*Given instruction:* Identify each line in the items below that contains the string "bark" with the same capitalization, and copy every such line.

*Supplied records:*
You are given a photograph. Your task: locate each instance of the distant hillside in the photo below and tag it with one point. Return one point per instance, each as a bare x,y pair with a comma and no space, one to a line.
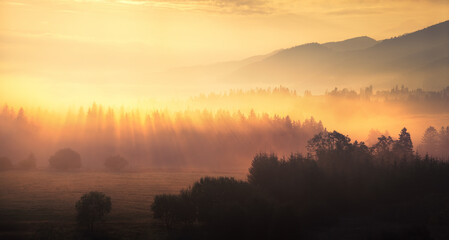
418,60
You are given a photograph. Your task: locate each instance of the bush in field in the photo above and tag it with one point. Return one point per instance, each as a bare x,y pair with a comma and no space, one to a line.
65,159
5,164
28,163
92,208
115,163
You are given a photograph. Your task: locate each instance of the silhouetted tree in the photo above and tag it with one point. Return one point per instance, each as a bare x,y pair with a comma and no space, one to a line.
115,163
65,159
5,164
92,208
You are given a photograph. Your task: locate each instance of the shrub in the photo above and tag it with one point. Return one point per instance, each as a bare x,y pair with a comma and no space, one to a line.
65,159
115,163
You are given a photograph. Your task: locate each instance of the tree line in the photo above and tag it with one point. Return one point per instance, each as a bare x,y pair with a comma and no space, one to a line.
340,190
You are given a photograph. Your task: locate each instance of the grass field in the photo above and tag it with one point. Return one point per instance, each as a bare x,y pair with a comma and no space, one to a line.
30,199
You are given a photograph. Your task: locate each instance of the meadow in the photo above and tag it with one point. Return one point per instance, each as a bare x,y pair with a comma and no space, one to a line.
32,199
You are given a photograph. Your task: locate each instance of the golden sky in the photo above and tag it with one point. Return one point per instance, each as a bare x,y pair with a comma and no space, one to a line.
71,41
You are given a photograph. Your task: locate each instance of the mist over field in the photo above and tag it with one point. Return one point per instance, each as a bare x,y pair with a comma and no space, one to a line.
166,119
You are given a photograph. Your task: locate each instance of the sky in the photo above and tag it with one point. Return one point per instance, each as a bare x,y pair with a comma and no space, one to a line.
57,47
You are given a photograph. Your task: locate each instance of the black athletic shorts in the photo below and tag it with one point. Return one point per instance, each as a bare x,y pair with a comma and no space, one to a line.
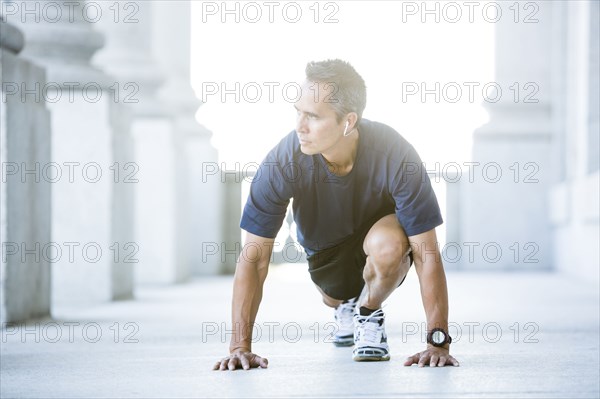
338,270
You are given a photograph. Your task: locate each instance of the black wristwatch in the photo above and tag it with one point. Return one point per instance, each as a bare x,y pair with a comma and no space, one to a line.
438,337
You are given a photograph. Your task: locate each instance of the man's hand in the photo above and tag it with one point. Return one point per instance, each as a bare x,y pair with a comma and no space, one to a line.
241,359
433,356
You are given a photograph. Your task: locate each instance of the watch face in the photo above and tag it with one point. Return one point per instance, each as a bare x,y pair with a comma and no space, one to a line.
438,337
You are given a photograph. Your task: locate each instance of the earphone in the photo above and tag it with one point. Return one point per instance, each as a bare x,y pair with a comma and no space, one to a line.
346,129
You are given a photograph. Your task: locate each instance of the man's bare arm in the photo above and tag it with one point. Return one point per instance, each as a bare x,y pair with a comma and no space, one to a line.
434,293
250,274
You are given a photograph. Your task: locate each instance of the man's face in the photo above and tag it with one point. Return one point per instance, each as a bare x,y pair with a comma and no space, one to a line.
316,124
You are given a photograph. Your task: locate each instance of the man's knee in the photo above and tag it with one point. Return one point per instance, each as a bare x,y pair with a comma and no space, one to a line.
386,243
327,300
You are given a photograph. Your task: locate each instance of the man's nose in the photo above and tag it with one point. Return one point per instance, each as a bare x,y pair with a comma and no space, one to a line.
301,124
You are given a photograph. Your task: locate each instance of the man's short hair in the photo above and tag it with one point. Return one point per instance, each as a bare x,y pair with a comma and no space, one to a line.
349,93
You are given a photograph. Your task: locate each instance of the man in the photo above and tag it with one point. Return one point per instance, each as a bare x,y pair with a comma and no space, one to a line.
364,212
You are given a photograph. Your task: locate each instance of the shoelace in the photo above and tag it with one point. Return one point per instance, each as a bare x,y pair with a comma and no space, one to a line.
370,326
370,332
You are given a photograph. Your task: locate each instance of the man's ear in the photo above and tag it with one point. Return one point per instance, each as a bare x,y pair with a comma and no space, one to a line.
351,118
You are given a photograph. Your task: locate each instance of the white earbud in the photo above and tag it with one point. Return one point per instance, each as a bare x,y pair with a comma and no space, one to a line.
346,129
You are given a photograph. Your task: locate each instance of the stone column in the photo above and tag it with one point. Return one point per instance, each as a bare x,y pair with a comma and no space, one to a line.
88,265
158,152
199,190
574,199
24,193
505,209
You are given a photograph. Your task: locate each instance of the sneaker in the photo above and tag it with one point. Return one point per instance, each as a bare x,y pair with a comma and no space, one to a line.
370,340
344,316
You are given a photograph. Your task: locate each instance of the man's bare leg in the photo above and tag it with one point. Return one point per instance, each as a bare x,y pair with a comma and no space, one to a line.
387,249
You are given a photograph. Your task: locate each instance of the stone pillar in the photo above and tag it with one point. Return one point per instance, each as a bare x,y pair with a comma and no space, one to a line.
24,194
505,209
157,146
199,188
574,199
87,266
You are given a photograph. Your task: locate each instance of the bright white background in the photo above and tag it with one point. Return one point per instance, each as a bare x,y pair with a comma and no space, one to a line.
386,41
370,35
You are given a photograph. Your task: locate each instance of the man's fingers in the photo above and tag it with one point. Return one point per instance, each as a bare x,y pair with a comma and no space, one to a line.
224,364
264,363
433,360
412,359
245,362
233,363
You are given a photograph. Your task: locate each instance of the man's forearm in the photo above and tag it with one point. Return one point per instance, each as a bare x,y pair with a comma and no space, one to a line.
247,294
434,293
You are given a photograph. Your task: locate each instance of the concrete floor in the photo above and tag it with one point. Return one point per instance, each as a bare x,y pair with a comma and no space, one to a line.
165,343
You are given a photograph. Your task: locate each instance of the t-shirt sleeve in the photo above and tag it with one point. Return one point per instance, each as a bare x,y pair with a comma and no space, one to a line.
417,208
268,200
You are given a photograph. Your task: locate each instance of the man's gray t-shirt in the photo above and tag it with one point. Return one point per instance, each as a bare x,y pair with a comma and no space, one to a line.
387,177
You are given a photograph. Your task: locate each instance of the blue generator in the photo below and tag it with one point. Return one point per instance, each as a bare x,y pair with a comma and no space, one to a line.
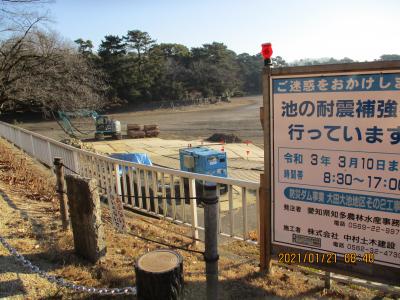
205,161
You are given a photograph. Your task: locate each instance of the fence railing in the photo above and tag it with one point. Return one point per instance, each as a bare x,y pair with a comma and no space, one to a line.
167,193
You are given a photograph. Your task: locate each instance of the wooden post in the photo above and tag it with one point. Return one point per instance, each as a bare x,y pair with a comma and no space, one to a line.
210,200
265,179
159,275
59,171
85,211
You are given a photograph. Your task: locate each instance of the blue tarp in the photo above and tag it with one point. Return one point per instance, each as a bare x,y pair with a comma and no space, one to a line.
140,158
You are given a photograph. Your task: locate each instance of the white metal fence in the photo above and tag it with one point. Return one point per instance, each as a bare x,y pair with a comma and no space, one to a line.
163,192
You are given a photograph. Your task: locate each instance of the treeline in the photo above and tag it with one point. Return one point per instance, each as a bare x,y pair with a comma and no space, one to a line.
40,71
138,68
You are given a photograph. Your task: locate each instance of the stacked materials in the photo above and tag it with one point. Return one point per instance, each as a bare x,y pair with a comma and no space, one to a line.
137,131
152,130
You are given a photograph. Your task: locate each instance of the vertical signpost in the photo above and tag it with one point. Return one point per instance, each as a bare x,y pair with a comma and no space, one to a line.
335,167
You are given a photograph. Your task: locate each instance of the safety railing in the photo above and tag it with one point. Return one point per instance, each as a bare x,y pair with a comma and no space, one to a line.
162,192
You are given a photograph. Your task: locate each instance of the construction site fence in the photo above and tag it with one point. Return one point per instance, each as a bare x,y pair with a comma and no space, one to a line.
167,193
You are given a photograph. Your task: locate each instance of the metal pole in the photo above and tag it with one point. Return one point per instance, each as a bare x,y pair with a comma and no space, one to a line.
265,179
59,170
211,256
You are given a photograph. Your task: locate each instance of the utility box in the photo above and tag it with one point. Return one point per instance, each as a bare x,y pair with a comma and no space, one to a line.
203,160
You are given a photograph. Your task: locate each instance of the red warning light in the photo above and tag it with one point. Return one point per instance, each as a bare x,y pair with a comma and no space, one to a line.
266,50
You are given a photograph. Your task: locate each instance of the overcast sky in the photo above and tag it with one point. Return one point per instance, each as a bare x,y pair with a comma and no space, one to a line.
359,29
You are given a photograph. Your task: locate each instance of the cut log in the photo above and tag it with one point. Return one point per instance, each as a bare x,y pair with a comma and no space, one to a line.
134,127
136,134
152,133
159,275
151,127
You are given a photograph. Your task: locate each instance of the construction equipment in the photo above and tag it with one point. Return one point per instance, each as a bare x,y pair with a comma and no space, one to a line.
104,125
205,161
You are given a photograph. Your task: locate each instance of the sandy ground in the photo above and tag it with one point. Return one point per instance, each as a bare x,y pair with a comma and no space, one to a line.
240,116
29,220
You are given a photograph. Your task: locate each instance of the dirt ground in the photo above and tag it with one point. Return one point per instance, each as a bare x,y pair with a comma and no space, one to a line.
240,116
29,220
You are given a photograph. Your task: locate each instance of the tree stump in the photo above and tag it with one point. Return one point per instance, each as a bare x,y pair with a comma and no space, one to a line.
159,275
85,213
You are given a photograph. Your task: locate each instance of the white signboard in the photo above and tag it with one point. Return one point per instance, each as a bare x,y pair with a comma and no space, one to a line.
336,154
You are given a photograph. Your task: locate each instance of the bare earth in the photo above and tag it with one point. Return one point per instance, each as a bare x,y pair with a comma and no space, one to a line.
240,116
30,221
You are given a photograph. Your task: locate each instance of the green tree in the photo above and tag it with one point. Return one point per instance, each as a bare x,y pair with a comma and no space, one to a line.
84,47
214,70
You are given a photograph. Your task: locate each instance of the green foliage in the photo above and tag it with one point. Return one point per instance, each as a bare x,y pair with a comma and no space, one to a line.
139,69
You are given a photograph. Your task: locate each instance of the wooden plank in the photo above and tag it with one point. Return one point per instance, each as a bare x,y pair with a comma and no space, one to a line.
124,186
131,187
147,189
164,194
155,190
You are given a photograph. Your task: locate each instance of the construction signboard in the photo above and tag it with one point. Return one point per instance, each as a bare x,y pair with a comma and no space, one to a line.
335,157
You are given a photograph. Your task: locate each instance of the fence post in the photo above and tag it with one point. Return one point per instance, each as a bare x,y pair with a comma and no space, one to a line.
85,210
59,170
193,208
211,257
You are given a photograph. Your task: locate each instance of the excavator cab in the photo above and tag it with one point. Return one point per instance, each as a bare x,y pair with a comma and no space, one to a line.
107,127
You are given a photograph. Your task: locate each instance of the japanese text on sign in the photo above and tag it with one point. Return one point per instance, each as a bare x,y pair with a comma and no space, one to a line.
336,148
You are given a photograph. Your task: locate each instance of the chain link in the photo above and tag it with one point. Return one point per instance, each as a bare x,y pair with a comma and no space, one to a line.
60,281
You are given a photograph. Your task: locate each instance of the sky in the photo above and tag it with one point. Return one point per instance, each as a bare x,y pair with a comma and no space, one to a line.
358,29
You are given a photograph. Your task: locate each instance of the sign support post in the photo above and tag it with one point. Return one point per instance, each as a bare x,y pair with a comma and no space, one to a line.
265,179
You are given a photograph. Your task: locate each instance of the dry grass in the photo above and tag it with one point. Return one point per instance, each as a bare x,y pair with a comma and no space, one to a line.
29,219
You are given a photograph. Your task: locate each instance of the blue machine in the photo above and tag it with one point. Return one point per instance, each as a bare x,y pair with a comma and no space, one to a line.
203,160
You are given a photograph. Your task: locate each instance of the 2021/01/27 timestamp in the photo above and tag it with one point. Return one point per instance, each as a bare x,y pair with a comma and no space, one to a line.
324,258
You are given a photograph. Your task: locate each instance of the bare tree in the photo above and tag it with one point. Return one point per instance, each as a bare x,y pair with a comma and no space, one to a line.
39,70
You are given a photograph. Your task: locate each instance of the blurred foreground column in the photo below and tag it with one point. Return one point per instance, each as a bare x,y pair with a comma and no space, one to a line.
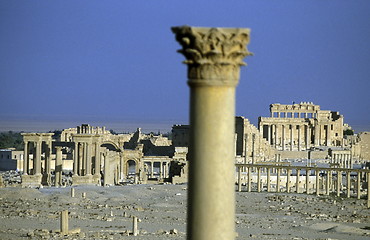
214,57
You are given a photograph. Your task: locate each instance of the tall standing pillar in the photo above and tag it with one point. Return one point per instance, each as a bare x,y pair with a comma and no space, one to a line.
291,137
37,159
97,163
47,172
214,57
58,166
75,159
283,137
88,158
299,137
26,158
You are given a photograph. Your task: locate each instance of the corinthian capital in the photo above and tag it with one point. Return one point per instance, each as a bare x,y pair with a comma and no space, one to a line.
213,55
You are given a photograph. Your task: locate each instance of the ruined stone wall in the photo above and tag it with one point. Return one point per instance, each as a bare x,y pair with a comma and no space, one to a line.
301,126
250,143
360,145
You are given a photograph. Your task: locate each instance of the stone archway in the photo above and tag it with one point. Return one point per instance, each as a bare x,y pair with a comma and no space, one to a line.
131,166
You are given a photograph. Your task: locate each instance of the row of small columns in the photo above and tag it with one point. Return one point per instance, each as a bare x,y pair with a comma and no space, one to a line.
37,158
344,160
280,131
300,114
82,162
163,168
331,183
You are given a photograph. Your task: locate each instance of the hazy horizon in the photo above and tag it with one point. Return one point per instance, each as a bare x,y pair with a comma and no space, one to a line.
116,63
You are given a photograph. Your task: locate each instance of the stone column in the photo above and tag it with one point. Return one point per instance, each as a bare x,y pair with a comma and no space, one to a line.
88,158
308,137
291,137
58,166
317,137
328,135
299,137
282,137
214,56
37,159
26,158
47,172
80,158
75,159
277,142
97,163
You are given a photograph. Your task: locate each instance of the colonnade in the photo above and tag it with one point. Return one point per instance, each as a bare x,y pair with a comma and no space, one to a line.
343,160
297,136
164,167
309,180
41,173
289,136
293,114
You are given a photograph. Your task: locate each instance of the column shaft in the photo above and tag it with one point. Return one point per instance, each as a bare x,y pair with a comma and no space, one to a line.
37,159
26,158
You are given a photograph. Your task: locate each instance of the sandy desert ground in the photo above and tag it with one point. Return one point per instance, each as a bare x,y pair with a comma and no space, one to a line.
106,213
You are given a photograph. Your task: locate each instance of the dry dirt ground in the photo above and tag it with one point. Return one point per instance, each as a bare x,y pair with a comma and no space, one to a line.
106,213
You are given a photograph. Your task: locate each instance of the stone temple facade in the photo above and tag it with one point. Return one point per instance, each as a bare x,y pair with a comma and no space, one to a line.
301,127
93,155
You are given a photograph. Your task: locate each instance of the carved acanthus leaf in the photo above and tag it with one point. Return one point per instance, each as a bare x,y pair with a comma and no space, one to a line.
224,46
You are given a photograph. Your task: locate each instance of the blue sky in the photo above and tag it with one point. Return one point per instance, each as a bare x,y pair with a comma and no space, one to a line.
114,63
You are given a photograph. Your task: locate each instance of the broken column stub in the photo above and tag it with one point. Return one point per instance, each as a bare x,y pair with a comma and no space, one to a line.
214,57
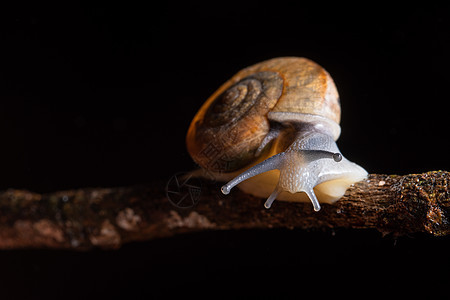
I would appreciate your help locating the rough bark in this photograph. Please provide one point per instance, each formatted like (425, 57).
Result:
(109, 217)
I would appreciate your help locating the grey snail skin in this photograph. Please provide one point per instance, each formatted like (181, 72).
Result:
(272, 129)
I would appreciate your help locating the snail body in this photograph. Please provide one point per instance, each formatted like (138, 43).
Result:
(272, 129)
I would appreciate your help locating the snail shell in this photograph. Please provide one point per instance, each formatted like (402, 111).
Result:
(260, 112)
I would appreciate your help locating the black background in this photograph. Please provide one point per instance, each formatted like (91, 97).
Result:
(101, 94)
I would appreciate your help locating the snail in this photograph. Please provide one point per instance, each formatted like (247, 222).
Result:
(272, 129)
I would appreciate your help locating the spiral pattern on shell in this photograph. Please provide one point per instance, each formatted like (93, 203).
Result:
(230, 130)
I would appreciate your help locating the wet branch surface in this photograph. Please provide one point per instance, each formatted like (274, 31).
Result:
(109, 217)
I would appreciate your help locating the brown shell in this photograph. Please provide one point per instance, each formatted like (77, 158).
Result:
(228, 129)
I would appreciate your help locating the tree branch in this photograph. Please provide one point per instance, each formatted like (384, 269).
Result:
(109, 217)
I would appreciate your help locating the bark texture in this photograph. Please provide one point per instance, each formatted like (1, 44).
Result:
(109, 217)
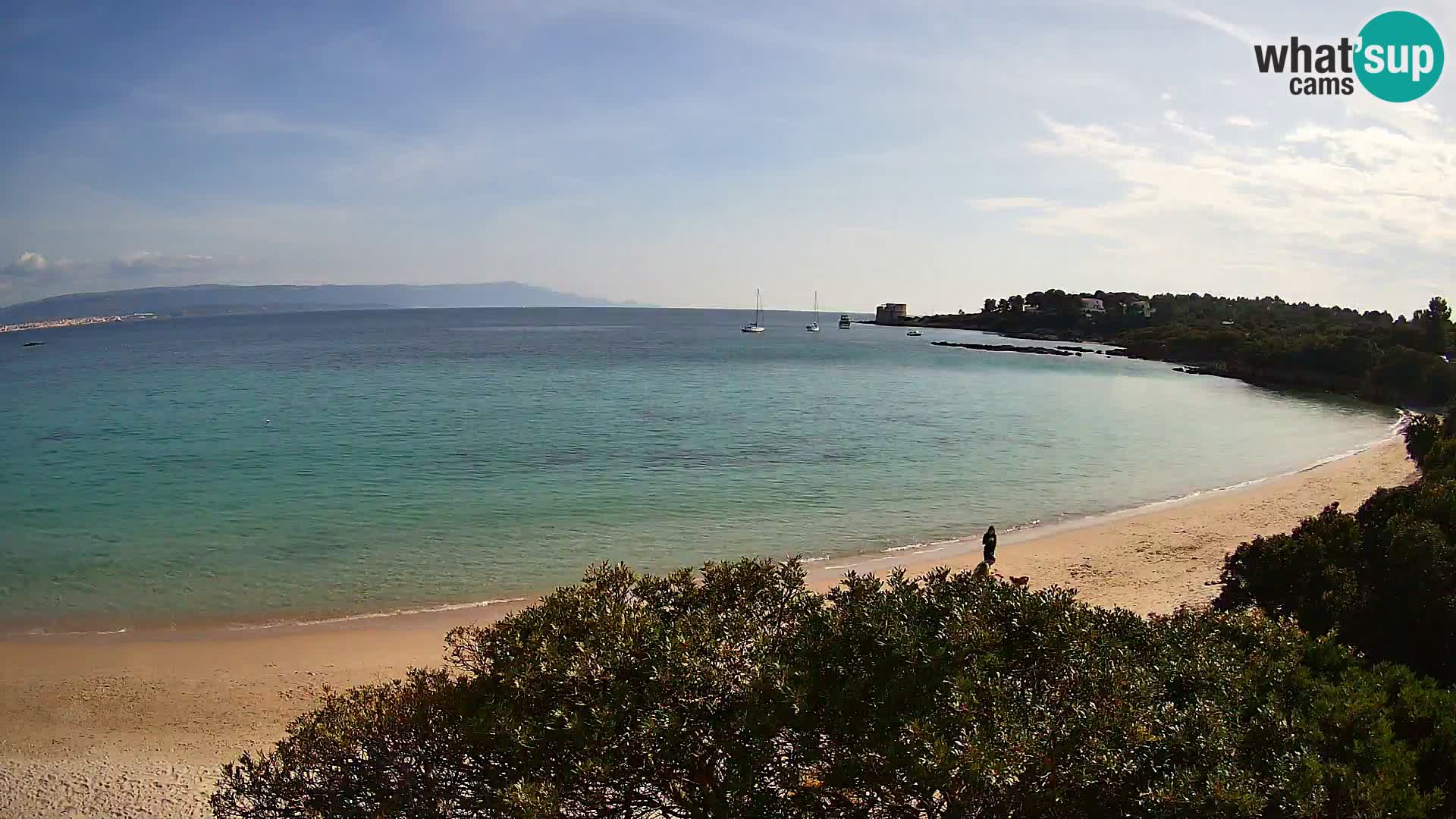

*Answer to the task:*
I would appreciate your help locating the rough bark in this photograph. Please provide one point per instance, each formatted like (425, 57).
I would appreciate your help locating the bark texture in this photograph. Please provide one point per instance, each formatted like (1, 44).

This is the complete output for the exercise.